Source passage:
-- Begin --

I am surprised that CountSevens() worked at all, since i is declared an
integer, but takes values that are outside the valid range for an
integer--that may have been the problem.

There is a slight bias built into using either the INT() or TRUNC()
functions. For example
=((2-2^-52)-2)
is <0, so =INT(2-2^-52) should be 1, but MS, in trying to hide the binary
underpinnings, returns 2. Therefore there will be a slight reduction in the
number of 6's and a slight increase in the number of 1's in your pseudo
random integers, but these slight biases should not be statistically
detectable in an experiment of your size. If you are concerned, you can
avoid them by using an intermediate cell to hold the =RAND() values which you
would then transform with the slightly more complicated formula
=IF(((x*6)-INT(x*6))<0,INT(x*6)-1,INT(x*6))

-- End --

Excerpted data:
-- Begin --

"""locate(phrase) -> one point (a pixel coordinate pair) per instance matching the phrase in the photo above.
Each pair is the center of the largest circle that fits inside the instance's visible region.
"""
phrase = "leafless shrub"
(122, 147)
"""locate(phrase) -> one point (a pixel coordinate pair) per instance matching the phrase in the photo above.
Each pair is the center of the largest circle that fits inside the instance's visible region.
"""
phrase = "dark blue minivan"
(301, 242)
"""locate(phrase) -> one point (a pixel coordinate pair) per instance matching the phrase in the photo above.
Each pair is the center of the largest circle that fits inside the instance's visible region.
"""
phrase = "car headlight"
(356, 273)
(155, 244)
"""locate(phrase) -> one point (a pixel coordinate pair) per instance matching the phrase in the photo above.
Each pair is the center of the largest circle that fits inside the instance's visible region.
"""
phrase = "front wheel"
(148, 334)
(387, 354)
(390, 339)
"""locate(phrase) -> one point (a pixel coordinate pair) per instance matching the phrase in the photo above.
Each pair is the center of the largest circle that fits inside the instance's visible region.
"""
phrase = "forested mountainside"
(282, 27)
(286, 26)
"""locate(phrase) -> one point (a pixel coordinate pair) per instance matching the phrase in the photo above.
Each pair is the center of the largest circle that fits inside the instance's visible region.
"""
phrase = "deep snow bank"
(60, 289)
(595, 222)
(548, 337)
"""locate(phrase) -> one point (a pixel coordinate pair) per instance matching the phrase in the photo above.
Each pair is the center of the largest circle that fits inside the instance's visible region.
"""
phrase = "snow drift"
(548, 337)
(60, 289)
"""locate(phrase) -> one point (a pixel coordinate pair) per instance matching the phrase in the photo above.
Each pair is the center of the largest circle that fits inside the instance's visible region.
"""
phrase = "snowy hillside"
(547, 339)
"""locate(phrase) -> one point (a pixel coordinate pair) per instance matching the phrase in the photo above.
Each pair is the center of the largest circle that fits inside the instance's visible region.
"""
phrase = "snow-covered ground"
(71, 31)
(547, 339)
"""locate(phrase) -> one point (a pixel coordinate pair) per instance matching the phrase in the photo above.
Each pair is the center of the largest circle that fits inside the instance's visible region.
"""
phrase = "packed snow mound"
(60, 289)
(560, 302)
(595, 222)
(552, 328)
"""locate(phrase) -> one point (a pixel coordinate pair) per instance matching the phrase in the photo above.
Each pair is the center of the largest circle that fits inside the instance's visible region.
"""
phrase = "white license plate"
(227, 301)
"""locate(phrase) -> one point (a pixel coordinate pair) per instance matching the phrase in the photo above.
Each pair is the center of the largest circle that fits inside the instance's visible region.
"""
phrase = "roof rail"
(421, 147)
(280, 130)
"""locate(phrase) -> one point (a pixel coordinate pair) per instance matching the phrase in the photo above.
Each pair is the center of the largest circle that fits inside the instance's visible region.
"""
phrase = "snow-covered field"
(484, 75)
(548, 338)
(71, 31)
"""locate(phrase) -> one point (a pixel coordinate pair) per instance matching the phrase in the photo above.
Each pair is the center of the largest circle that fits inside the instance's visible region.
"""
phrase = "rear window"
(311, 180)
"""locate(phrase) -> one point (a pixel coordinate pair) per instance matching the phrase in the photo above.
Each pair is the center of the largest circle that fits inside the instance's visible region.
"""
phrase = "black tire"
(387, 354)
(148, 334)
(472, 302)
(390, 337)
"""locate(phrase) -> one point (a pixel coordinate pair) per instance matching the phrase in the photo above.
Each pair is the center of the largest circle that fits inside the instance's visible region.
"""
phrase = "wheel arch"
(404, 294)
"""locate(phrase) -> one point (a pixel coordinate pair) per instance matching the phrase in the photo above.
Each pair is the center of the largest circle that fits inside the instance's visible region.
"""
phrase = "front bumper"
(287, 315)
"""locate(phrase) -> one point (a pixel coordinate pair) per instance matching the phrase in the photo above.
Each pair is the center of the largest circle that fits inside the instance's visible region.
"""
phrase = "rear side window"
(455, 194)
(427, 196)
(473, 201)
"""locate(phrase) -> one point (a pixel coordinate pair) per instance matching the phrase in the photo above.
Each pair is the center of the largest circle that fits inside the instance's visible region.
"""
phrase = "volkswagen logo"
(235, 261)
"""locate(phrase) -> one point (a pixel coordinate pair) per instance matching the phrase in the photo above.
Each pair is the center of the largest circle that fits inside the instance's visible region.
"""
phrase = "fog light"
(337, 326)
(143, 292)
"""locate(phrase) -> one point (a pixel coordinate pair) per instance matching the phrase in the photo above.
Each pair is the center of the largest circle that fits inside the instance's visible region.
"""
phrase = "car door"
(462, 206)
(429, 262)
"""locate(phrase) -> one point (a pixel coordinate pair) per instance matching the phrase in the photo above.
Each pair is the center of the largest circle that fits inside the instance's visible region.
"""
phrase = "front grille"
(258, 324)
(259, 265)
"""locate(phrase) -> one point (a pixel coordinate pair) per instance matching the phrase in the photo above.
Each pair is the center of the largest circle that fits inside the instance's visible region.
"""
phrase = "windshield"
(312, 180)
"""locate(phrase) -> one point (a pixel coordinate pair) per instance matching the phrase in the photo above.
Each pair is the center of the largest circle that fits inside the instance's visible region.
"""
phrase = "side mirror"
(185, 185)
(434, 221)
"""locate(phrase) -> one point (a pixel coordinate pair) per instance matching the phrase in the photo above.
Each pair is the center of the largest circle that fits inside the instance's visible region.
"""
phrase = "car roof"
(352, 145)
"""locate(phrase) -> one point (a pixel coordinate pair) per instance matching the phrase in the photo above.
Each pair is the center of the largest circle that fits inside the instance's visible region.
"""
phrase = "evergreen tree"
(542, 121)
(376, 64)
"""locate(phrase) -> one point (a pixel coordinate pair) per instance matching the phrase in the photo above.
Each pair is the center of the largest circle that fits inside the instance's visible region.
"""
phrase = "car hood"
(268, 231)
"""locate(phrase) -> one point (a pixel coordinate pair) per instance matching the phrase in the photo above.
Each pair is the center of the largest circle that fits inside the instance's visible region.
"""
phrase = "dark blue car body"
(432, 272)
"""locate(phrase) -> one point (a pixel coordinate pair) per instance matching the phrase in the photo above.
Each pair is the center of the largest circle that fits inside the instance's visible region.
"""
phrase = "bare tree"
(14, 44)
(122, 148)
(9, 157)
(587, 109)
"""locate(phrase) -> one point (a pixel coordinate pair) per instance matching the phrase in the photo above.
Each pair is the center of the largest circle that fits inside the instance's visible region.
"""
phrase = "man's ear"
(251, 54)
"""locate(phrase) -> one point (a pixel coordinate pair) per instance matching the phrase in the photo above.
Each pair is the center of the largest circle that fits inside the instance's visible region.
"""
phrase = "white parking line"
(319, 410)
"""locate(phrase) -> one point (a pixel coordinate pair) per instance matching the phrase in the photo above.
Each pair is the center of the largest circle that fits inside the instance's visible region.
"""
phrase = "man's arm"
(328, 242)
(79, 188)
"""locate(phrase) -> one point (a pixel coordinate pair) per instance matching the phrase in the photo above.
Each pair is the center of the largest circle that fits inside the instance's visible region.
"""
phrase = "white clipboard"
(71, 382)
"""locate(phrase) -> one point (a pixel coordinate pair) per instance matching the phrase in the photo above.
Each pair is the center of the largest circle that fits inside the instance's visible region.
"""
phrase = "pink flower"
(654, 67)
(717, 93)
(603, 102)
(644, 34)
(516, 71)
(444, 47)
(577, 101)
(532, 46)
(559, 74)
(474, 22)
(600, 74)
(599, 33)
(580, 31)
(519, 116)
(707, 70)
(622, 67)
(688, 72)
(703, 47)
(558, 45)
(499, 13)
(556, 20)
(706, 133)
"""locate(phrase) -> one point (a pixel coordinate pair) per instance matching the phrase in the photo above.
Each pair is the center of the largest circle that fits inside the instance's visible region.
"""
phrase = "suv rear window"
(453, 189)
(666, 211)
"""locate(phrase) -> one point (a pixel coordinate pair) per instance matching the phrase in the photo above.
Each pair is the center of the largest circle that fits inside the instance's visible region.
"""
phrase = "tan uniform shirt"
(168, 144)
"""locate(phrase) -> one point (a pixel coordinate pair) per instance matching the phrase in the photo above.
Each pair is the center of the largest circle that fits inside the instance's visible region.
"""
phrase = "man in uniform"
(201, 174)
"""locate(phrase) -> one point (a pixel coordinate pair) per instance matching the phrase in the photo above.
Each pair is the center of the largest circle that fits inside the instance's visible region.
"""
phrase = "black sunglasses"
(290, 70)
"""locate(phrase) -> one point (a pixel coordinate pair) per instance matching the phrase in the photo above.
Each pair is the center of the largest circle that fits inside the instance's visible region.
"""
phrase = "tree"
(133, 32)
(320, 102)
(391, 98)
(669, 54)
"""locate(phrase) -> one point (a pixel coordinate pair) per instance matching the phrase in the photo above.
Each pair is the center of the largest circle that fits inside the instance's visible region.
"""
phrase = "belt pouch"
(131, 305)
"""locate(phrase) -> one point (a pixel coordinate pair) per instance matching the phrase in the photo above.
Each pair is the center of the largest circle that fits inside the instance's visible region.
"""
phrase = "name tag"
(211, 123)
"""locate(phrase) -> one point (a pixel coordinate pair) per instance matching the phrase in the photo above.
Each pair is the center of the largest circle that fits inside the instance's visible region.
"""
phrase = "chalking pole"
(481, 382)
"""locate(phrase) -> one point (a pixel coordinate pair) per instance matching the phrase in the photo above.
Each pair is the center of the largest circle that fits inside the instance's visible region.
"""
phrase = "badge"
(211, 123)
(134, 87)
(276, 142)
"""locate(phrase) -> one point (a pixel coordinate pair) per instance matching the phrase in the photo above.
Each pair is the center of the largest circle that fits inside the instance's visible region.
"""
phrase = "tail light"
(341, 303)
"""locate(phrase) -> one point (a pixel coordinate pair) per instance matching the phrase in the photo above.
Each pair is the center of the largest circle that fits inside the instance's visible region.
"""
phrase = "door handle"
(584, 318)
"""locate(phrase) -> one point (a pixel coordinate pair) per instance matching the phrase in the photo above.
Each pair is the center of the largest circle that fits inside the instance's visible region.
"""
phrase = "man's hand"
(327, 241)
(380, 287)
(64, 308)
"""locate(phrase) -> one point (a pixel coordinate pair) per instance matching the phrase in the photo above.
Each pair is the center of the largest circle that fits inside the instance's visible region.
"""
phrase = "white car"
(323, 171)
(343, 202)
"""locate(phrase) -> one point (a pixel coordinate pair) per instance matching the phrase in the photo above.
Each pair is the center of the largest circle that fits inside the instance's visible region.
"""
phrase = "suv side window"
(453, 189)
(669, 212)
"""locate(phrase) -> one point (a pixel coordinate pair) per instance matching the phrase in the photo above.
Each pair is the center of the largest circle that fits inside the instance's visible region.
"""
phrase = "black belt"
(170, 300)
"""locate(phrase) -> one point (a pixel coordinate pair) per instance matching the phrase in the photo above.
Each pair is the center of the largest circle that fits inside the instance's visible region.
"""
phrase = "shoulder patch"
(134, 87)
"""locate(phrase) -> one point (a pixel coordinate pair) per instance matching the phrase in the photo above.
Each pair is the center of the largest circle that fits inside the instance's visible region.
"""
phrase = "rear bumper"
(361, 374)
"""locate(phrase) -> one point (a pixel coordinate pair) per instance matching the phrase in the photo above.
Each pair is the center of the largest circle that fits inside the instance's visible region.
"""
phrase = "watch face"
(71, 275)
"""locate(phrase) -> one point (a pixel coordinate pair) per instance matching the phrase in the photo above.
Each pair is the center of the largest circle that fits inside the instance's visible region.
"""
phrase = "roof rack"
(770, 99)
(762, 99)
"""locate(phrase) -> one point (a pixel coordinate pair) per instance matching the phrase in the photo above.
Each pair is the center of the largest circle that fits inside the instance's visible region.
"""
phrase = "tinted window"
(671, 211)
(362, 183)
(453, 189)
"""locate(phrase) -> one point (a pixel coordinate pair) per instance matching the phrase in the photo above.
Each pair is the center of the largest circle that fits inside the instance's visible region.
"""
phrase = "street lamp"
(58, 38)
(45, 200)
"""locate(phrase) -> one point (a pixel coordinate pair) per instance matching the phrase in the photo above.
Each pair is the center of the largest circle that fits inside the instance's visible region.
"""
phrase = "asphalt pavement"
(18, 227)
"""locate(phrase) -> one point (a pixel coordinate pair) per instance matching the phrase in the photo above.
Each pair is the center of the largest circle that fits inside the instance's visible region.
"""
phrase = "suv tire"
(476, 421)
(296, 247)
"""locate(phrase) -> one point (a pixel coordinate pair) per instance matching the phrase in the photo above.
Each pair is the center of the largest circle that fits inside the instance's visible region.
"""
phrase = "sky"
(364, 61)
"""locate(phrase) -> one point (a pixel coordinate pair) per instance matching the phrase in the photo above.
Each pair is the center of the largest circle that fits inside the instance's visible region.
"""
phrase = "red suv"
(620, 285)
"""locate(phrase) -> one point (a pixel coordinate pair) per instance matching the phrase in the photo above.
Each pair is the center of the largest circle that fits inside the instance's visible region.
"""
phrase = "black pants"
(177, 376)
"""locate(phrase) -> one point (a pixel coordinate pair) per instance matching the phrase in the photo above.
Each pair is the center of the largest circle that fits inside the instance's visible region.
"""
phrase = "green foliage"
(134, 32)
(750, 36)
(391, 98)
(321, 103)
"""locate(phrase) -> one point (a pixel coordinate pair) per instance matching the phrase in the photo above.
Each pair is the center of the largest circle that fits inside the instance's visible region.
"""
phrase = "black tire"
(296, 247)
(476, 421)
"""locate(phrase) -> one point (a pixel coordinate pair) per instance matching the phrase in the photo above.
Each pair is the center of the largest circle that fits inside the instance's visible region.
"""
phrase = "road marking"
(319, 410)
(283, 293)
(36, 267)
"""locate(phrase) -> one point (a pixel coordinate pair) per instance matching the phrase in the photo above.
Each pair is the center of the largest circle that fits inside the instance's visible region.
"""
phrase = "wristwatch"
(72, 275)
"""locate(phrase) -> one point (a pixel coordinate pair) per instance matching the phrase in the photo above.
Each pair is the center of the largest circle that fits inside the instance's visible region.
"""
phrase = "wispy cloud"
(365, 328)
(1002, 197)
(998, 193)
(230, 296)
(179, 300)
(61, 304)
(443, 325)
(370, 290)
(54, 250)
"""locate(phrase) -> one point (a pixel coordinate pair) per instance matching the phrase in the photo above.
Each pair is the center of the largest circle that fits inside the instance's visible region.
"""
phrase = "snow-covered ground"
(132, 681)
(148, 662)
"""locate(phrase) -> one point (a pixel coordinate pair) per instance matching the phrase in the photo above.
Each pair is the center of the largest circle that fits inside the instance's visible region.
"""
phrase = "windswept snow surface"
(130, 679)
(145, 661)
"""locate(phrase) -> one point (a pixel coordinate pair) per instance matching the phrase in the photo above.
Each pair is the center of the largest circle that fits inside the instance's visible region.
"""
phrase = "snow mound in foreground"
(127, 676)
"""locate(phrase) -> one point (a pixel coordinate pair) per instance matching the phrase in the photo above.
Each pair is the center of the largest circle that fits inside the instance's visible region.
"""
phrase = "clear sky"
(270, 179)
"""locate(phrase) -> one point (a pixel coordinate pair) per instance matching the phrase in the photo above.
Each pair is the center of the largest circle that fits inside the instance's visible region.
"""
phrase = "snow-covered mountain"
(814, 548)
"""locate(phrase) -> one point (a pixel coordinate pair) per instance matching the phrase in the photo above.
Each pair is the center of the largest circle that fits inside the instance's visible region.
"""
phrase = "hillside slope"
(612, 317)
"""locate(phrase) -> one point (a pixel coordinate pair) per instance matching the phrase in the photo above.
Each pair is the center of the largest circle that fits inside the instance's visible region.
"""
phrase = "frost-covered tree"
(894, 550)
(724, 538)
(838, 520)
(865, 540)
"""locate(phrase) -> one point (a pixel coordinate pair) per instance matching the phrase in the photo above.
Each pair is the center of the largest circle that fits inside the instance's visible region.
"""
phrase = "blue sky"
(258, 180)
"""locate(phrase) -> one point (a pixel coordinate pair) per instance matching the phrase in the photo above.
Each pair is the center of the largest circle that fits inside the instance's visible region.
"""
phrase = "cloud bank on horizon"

-- End --

Exercise requirements: Copy the Excel random-number passage from "I am surprised" up to and including "INT() or TRUNC()", switching "surprised" to "amazed".

Answer to the exercise:
I am amazed that CountSevens() worked at all, since i is declared an
integer, but takes values that are outside the valid range for an
integer--that may have been the problem.

There is a slight bias built into using either the INT() or TRUNC()